### Aufgabe A
Fasse den Text über die Kriegsdienstverweigerung in zwei Sätzen zusammen.
### Aufgabe B
Gib eine Fortsetzung des Textes über die Kriegsdienstverweigerung, die an seinen letzten Satz anschließt.

### Vorliegender Text
========================================

Gelegentlich quälen mich sogar Überlegungen, die militär-theoretisch unter dem Stichwort „Enthauptungsschlag“ geführt werden;

„quälen“, weil ich eine Denktradition des Pazifismus in mir trage,
„theoretisch“, weil die Praxis noch immer alle Theorie unterläuft.

 

Qual

Ich habe mit 17 Jahren den Kriegsdienst verweigert.

Mir war das ein existentielles Anliegen: so habe ich mich erklärt, noch bevor ich überhaupt zur Wehrpflicht „erfasst“ worden war. In der Folge wurde mein Gewissen von einer Kommission geprüft. Die Verfahren der Gewissenserforschung waren – zu meiner Zeit – ein einziger Skandal und Gegenstand zahlloser Beschwerden aus der gesamten Republik (später wurde sie als rituelle Farce abgehandelt). In seiner Rolle als aufrechter Bürger der Republik war der Vorsitzende meiner Kommission, ein Oberst a.D., für die bundesweite Ausdehnung der CSU zur „Vierten Partei“ auf- und angetreten – zufällig habe ich das Jahre nach meiner „Anerkennung“ aus seiner Todesanzeige (!) erfahren. Lange her: Die „Vierte Partei“ war kurz-vor-rechtsradikal positioniert, um die zeitweiligen Erfolge der NPD zu absorbieren, und folgte damit der FJS-Maxime, nach der es rechts von der CSU keine parlamentarische Kraft geben dürfe. Die Personalie wirft ein Licht auf den gegen „linke Gammler und Drückeberger“ gerichteten Geist, der in diesen Kommissionen gepflegt wurde.

========================================

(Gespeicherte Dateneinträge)
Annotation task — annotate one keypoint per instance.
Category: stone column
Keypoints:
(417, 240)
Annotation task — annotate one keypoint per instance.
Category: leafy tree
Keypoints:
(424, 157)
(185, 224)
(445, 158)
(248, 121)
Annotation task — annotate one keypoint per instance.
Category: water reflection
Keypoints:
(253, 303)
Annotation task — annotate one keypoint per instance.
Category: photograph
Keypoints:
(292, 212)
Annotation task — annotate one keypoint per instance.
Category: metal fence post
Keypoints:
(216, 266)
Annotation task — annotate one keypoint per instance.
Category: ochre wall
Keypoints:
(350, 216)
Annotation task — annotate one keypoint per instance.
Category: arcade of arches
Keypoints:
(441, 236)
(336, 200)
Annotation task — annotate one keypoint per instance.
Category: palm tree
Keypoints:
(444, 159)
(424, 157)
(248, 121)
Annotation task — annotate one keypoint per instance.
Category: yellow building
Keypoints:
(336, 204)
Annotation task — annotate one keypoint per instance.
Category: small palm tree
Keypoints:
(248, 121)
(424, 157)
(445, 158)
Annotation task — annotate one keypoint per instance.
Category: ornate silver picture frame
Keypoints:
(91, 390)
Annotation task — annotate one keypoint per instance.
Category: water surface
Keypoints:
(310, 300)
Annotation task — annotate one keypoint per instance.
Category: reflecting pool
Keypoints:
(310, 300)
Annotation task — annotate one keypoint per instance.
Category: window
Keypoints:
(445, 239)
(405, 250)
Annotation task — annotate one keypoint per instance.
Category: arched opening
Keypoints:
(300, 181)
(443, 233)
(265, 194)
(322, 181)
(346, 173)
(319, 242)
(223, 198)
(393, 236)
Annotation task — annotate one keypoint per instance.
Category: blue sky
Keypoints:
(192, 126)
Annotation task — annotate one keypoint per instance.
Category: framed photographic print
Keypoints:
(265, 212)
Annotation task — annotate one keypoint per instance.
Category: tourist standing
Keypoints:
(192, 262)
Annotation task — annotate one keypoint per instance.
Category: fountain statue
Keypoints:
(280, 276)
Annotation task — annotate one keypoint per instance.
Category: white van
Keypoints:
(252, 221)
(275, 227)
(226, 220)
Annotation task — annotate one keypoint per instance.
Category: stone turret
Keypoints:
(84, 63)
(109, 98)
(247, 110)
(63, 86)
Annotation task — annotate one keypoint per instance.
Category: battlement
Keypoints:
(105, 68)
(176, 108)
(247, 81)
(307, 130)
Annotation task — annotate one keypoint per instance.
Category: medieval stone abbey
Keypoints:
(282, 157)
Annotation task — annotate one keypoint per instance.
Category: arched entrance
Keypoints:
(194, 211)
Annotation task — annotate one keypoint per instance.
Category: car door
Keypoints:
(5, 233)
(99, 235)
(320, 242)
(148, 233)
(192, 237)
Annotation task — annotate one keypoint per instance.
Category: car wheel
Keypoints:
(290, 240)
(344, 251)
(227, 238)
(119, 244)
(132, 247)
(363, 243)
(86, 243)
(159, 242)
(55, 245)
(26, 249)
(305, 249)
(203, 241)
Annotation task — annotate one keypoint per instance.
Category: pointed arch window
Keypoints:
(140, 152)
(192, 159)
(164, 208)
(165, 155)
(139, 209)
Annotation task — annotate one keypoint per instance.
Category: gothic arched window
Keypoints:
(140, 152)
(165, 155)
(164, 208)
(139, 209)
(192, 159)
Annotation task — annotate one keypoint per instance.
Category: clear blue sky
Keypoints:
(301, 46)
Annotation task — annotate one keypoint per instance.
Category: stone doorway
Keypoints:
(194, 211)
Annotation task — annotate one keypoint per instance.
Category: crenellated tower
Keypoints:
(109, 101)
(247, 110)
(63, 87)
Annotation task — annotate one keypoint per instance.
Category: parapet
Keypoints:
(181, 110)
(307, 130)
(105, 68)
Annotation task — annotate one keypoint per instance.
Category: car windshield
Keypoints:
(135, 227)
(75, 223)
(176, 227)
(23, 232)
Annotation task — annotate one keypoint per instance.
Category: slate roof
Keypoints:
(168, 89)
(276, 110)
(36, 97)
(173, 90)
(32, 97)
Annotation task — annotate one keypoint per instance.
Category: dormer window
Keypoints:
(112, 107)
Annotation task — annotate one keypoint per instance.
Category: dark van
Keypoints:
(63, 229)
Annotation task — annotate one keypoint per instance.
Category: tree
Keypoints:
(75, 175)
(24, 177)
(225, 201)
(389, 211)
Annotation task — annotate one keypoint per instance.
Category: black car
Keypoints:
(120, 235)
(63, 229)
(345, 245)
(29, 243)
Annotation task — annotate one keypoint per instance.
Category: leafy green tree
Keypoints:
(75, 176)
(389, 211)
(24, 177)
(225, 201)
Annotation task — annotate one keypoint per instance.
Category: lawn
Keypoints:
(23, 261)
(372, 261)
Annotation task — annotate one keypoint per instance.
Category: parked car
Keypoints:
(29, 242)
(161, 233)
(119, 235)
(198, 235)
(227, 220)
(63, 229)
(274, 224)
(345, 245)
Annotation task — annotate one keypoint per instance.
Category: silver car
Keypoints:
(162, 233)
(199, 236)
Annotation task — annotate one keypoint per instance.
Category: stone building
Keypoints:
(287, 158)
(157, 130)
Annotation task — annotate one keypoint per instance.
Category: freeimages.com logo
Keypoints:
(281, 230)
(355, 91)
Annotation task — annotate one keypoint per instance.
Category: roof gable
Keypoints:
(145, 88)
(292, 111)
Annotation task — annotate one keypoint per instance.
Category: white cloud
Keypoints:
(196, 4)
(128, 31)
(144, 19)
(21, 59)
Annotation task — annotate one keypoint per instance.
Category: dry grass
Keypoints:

========================================

### Antwortfeld A
Die schreibende Person wird gelegentlich von Überlegungen zum „Enthauptungsschlag“ gequält, weil sie eine Denktradition des Pazifismus in sich trägt, und hat mit 17 Jahren den Kriegsdienst verweigert. Ihr Gewissen wurde von einer Kommission geprüft, deren Vorsitzender, ein Oberst a.D., für die bundesweite Ausdehnung der CSU zur „Vierten Partei“ eingetreten war, was ein Licht auf den gegen „linke Gammler und Drückeberger“ gerichteten Geist dieser Kommissionen wirft.

### Antwortfeld B
Mein Gewissen erforschte der Vorsitzende mit der Frage, ob denn der von mir vertretene bedingungslose Gewaltverzicht auch so weit ginge, tatenlos zuzuschauen, wenn „meine Freundin im Park angegriffen und vergewaltigt“ würde. Die Frage brachte mich in Atem- und Argumentationsnot. Nicht exakt die gleiche, aber doch eine sehr ähnliche Frage stellt mir und uns jetzt Wolodymyr Selenskyj.

Die Anekdote erwähne ich, weil sich im Laufe meines Lebens meine pazifistische Haltung geändert hat. Ich lernte, dass die Abwesenheit, Vermeidung oder Ächtung von Gewalt ein Vakuum erzeugt, in das, fast muss man sagen: naturgegeben, „fremde Gewalt“ eindringt; die Konsequenzen dieser Lektion – ich habe mich lange geweigert, das einzusehen – könnte man so zusammenfassen: es ist der Gegner (Feind, womöglich), der den Austragungsmodus eines Konfliktes bestimmt.

Der Angriffskrieg Putins zeigt das paradigmatisch: gleich zu Beginn hat er die Wahl seiner Waffen bekanntgegeben, darunter das russische Atomarsenal, und damit in einer Geste maximaler Dominanz die „Unterstützung der Ukraine“ gleichsam reguliert: „Mischt Euch nicht ein, oder ich bombe Euch in die Steinzeit.“ Die jüngst abgefeuerten und eingeschlagenen Hyperschallraketen haben Putins Position nochmals unterstrichen: solche Raketen können mit Atomsprengköpfen ausgestattet werden, fliegen mit 11-facher Schallgeschwindigkeit, können bis zum Einschlagpunkt ferngelenkt werden und sind in dieser Kombination aus Steuerung und Geschwindigkeit auch von einer State-of-the-Art-Raketenabwehr unerreichbar. Putin, so sollen, so müssen wir seine Nachricht lesen, ist zum Weltuntergang bereit.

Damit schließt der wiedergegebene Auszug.